▶ [SUPPLIED TEXT]
[bit.listserv.disarm-l] Voter Patterns

ORWELL@TRIUMFRG.BITNET (02/04/90)

In the discussion following my posting, "Who is the U.S.?" I referred
to studies of voting patterns, but couldn't at that time remember my
source.  It was a (fairly brief) essay by Gary Wills, "New Votuhs" in
the New York Review of Books, (August 18, 1988 - Vol 35, No. 13) which
itself is a review of 4 books.  3 of these (I have not read the books,
only Wills's review) are:

"The Best Congress Money Can Buy", Phillip M. Stern, Pantheon.

"Why Americans Don't Vote", Francis Fox Piven and Richard A. Cloward,
Pantheon.

"Whose Votes Count?  Affirmative Action and Minority Voting Rights"
Abigail M. Thernstrom, Harvard University Press.  [Note that the
arguments of this book, according to Wills, is more or less an
antithesis of Piven and Cloward, and apparently supports the position
of the Reagan Administration that everything is O.K.]

I assume the publishing dates are all 1988.

Gary Wills, from his review:
""  But the fact remains that this is not a government by the people
(the actual citizenry) if it is chosen by only part of the people (little
more than half in recent elections).  Nineteenth-century voting figures
were higher than ours --- above 80 percent --- but that was the vote
of an elite, determined by restriction of the suffrage to male,
largely white, non-transient, often tax-paying, literate members of
established societies or machines.  Today, among an equivalent elite,
those making over $50,000 a year, the voting rate is still 76 percent.

▶ [WORK INSTRUCTIONS]
**A)** Copy from the voting patterns post everything from "ORWELL@TRIUMFRG.BITNET (02/04/90)" down to "M. Stern, Pantheon.".
**B)** According to the voting patterns post, what is the voting rate among people making over $50,000 a year?
**C)** Carry the voting patterns post on from its last sentence with the next part.

▶ [INFORMATION SHOWN]

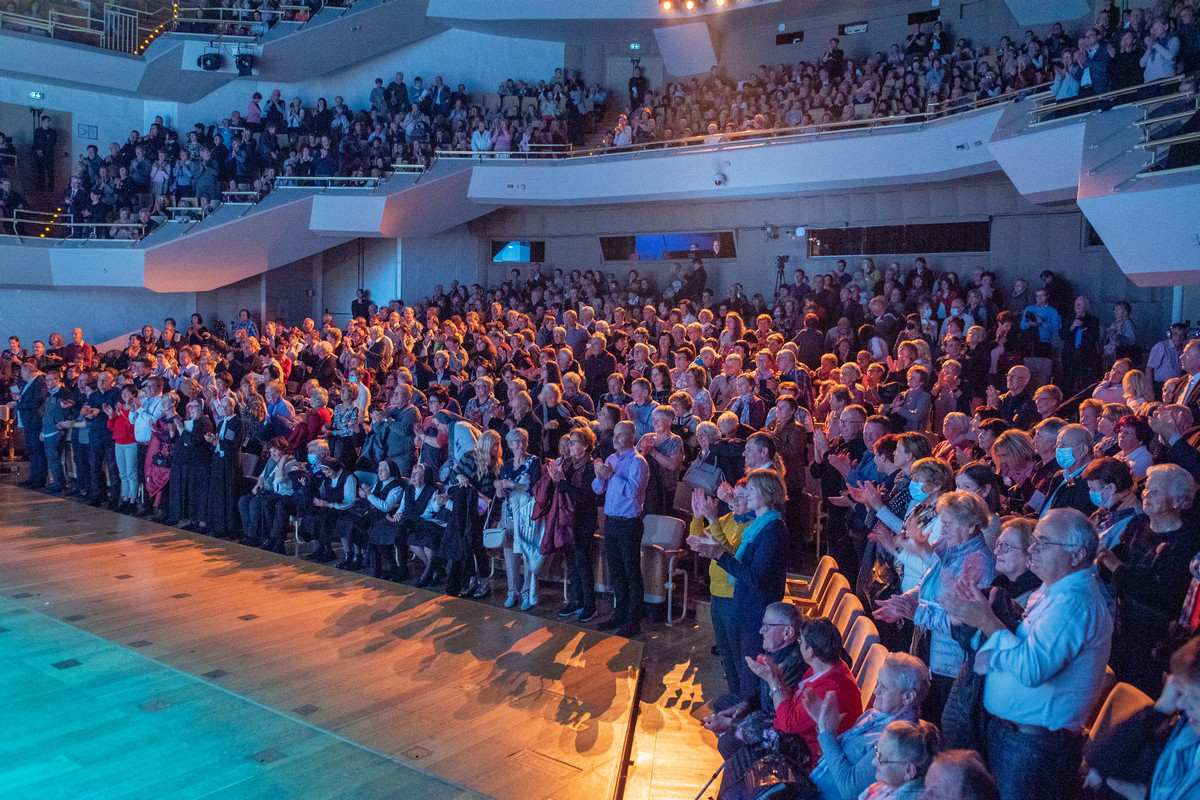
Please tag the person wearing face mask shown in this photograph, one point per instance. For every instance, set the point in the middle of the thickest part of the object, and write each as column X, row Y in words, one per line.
column 1110, row 488
column 190, row 468
column 1073, row 453
column 726, row 530
column 1147, row 573
column 960, row 555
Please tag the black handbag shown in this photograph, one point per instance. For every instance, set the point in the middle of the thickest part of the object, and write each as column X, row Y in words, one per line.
column 703, row 476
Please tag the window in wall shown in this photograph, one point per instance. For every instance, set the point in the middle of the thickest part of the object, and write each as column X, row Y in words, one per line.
column 521, row 252
column 669, row 246
column 942, row 238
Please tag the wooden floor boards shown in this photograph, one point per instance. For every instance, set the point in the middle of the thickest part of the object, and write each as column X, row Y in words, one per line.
column 397, row 685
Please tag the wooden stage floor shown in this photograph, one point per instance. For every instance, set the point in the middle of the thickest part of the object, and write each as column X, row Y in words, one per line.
column 281, row 678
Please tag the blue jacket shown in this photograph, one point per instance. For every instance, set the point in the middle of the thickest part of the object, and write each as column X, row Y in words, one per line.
column 762, row 575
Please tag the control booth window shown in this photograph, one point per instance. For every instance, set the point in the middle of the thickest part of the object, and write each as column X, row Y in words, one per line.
column 899, row 240
column 669, row 246
column 521, row 252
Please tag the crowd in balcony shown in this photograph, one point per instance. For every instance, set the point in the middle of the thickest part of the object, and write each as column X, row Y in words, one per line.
column 1006, row 481
column 933, row 71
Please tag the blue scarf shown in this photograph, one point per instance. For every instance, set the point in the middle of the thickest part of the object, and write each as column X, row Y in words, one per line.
column 751, row 533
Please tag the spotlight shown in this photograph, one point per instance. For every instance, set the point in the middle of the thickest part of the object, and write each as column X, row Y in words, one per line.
column 210, row 61
column 245, row 64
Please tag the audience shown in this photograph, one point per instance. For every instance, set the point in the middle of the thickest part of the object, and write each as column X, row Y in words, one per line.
column 1017, row 553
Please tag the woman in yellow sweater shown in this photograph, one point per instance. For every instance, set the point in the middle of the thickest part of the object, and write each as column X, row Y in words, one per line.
column 707, row 525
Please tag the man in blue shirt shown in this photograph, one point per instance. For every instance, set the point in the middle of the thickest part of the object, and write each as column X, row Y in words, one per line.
column 1044, row 318
column 622, row 480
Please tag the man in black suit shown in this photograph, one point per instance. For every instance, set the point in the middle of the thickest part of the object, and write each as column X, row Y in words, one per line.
column 1096, row 65
column 1185, row 390
column 1173, row 422
column 30, row 402
column 1081, row 365
column 1068, row 489
column 1017, row 405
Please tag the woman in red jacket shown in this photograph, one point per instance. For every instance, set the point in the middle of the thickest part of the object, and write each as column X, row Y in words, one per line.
column 821, row 647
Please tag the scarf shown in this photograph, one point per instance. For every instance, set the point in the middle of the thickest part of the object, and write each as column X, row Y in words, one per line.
column 750, row 534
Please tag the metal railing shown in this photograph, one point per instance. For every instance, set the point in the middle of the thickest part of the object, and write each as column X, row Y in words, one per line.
column 325, row 181
column 1048, row 108
column 936, row 112
column 113, row 26
column 21, row 228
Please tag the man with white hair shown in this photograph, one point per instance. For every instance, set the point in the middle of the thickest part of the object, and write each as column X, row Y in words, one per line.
column 1170, row 422
column 1043, row 679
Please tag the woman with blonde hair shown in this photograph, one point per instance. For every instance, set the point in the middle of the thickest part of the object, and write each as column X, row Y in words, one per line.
column 472, row 492
column 522, row 539
column 1138, row 390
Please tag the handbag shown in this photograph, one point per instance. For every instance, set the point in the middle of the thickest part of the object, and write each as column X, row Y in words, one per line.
column 703, row 476
column 493, row 530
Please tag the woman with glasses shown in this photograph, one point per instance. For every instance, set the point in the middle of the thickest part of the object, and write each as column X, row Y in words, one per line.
column 1147, row 573
column 847, row 764
column 901, row 759
column 960, row 555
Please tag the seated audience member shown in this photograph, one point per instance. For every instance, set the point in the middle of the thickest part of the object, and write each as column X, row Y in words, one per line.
column 780, row 631
column 1147, row 573
column 959, row 775
column 1110, row 488
column 822, row 650
column 847, row 763
column 1043, row 679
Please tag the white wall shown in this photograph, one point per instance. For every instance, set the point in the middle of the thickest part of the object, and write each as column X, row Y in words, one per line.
column 114, row 116
column 478, row 60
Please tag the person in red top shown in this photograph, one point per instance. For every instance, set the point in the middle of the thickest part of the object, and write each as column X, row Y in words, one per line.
column 126, row 445
column 821, row 647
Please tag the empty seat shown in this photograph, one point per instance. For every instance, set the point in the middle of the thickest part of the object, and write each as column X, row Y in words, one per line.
column 810, row 589
column 664, row 536
column 870, row 672
column 837, row 587
column 847, row 609
column 863, row 635
column 1122, row 703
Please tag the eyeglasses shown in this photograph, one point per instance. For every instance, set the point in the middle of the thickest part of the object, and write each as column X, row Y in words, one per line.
column 1042, row 543
column 887, row 761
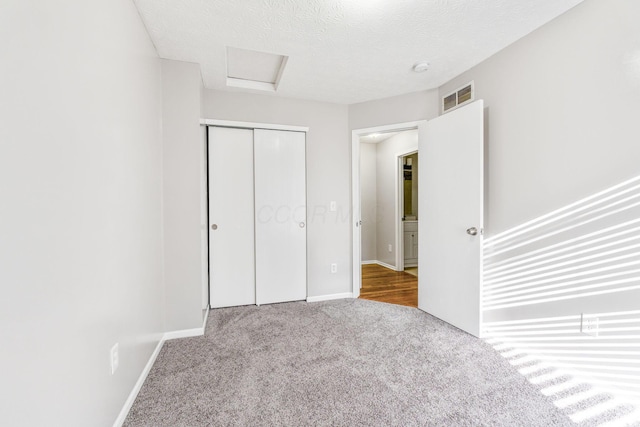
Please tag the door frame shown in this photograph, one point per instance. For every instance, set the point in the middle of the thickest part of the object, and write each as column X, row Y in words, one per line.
column 356, row 238
column 206, row 123
column 400, row 207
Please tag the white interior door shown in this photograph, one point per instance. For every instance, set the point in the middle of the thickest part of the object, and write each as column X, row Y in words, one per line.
column 451, row 208
column 280, row 216
column 231, row 217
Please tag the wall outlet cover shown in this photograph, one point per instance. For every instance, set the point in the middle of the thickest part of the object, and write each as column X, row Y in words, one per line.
column 589, row 325
column 115, row 358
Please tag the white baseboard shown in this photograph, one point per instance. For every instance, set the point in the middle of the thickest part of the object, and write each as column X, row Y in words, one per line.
column 330, row 297
column 380, row 263
column 185, row 333
column 384, row 264
column 138, row 385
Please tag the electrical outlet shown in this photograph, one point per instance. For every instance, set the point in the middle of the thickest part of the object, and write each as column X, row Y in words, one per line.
column 115, row 358
column 589, row 325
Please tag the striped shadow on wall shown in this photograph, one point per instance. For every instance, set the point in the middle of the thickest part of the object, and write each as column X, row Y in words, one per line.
column 561, row 300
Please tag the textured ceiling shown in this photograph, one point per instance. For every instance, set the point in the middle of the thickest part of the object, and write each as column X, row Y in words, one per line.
column 345, row 51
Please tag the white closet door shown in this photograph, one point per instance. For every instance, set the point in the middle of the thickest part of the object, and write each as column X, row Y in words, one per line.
column 231, row 217
column 280, row 216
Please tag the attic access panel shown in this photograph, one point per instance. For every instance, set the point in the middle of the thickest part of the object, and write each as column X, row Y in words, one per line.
column 252, row 69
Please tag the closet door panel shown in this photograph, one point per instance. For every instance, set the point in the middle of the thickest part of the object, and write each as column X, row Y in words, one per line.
column 280, row 216
column 231, row 213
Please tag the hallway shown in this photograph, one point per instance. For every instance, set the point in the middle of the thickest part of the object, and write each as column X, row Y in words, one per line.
column 385, row 285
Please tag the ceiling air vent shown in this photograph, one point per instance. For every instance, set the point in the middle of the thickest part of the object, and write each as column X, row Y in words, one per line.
column 457, row 98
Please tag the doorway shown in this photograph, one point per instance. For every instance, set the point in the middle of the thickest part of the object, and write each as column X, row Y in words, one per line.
column 408, row 205
column 379, row 158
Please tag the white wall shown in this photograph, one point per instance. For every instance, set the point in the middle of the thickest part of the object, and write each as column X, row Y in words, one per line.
column 388, row 152
column 182, row 194
column 80, row 208
column 328, row 175
column 368, row 201
column 562, row 107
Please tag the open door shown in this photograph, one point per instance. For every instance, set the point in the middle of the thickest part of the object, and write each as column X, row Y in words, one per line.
column 451, row 217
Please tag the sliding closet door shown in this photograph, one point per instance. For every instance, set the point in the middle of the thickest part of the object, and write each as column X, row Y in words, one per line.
column 280, row 216
column 231, row 211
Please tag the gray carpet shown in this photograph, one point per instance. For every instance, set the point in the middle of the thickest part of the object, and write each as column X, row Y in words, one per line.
column 345, row 362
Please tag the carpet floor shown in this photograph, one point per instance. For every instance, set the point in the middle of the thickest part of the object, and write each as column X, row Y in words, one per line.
column 347, row 362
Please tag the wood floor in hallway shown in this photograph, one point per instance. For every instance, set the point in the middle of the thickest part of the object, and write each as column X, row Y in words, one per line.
column 386, row 285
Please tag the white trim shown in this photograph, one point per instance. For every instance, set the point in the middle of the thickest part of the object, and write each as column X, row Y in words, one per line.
column 356, row 219
column 330, row 297
column 385, row 265
column 138, row 385
column 251, row 125
column 184, row 333
column 152, row 359
column 381, row 264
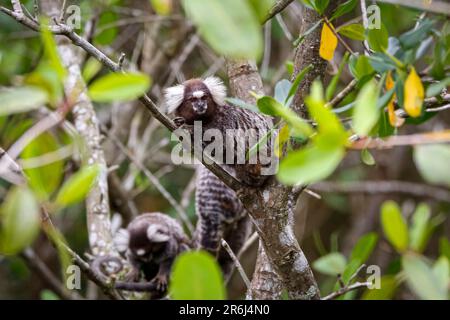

▶ [ANSWERS GIVEN]
**A)**
ORWELL@TRIUMFRG.BITNET (02/04/90)

In the discussion following my posting, "Who is the U.S.?" I referred
to studies of voting patterns, but couldn't at that time remember my
source.  It was a (fairly brief) essay by Gary Wills, "New Votuhs" in
the New York Review of Books, (August 18, 1988 - Vol 35, No. 13) which
itself is a review of 4 books.  3 of these (I have not read the books,
only Wills's review) are:

"The Best Congress Money Can Buy", Phillip M. Stern, Pantheon.

**B)** 76 percent

**C)**
Among college graduates it is 79 percent.  The more privileged in our
society still vote in significant majorities.  But of those making
less than $5,000, only 38 percent vote.  And of those with only a
grade school education, only 43 percent.  Comparative studies show
that, in other governments, non-voting is not a necessary concomitant
of lower income.  Why is it in America?

   Piven and Cloward argue that Americans have a history of
discouraging parts of the populace from voting.  Voting is treated as
a privilege in our society, to be wielded by the privileged.  Drives
to turn out the vote are privately sponsored (and shaped by their
sponsor's assumptions).  Government has traditionally made it hard to
register and to vote.  This continues to be true though we have
removed some of the most obvious barriers (though only recently -- in
1970, fourteen states outside the South still had literacy tests for
voters).
...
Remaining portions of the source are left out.